** WHAT TO WORK ON **
Render the data below as a JSON list of strings, one string per line with blank lines omitted. Cover only the span from the line containing "Put a point on every instance of the metal" through the end of the data, inclusive.

** INPUT **
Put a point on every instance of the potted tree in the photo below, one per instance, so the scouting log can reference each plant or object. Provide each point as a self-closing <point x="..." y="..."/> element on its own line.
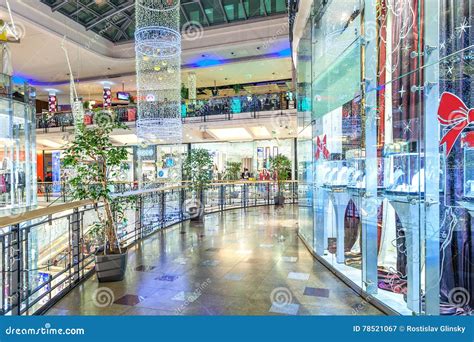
<point x="233" y="170"/>
<point x="95" y="162"/>
<point x="281" y="167"/>
<point x="197" y="169"/>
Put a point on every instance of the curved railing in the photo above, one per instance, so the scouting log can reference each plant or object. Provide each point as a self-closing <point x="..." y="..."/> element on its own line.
<point x="46" y="252"/>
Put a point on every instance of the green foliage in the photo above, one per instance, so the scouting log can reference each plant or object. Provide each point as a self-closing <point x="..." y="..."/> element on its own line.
<point x="197" y="168"/>
<point x="281" y="164"/>
<point x="233" y="170"/>
<point x="94" y="161"/>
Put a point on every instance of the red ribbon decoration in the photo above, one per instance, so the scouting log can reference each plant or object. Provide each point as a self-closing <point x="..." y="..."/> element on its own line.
<point x="454" y="113"/>
<point x="321" y="147"/>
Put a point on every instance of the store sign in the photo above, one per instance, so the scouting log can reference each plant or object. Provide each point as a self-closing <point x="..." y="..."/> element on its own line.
<point x="52" y="103"/>
<point x="56" y="172"/>
<point x="146" y="153"/>
<point x="107" y="97"/>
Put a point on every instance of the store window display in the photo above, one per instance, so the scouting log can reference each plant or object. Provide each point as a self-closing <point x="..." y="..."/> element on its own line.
<point x="17" y="148"/>
<point x="393" y="150"/>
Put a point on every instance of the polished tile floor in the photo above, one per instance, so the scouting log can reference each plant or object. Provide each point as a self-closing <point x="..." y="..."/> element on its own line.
<point x="239" y="262"/>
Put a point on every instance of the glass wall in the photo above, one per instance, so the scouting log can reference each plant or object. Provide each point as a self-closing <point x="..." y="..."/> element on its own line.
<point x="253" y="155"/>
<point x="17" y="147"/>
<point x="391" y="99"/>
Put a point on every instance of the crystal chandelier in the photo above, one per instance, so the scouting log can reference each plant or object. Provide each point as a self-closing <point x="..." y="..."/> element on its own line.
<point x="158" y="64"/>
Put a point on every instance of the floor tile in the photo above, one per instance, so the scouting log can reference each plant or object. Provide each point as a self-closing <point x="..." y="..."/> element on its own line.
<point x="298" y="276"/>
<point x="144" y="268"/>
<point x="289" y="259"/>
<point x="234" y="276"/>
<point x="129" y="299"/>
<point x="167" y="277"/>
<point x="316" y="292"/>
<point x="231" y="270"/>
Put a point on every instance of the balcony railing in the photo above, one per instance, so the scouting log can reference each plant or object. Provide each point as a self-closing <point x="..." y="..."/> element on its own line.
<point x="46" y="252"/>
<point x="202" y="108"/>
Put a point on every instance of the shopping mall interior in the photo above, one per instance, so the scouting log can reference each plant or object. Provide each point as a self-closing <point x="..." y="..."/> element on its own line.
<point x="236" y="157"/>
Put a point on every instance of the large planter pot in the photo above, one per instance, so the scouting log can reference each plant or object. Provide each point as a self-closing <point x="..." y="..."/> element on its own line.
<point x="279" y="200"/>
<point x="110" y="267"/>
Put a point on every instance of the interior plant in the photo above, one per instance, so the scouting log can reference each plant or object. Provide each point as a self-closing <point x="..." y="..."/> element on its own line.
<point x="94" y="163"/>
<point x="233" y="170"/>
<point x="197" y="168"/>
<point x="281" y="167"/>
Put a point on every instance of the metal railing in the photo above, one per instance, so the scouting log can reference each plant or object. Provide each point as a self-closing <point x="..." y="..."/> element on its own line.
<point x="46" y="252"/>
<point x="214" y="106"/>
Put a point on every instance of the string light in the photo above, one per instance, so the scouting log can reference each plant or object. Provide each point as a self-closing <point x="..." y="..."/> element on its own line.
<point x="158" y="65"/>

** RESPONSE TO THIS EXERCISE **
[
  "Put a point on every instance of the metal railing in the photo above, one per instance, so the scouting log can reference each plant or object. Provide each point as a self-closing <point x=\"...\" y=\"...\"/> element on its own line.",
  "<point x=\"46\" y=\"252\"/>",
  "<point x=\"214\" y=\"106\"/>",
  "Put a point on every instance of the string light in the photo above, one per instance, so the scouting log can reference each plant or object. Provide each point as a self-closing <point x=\"...\" y=\"...\"/> element on its own line.",
  "<point x=\"158\" y=\"65\"/>"
]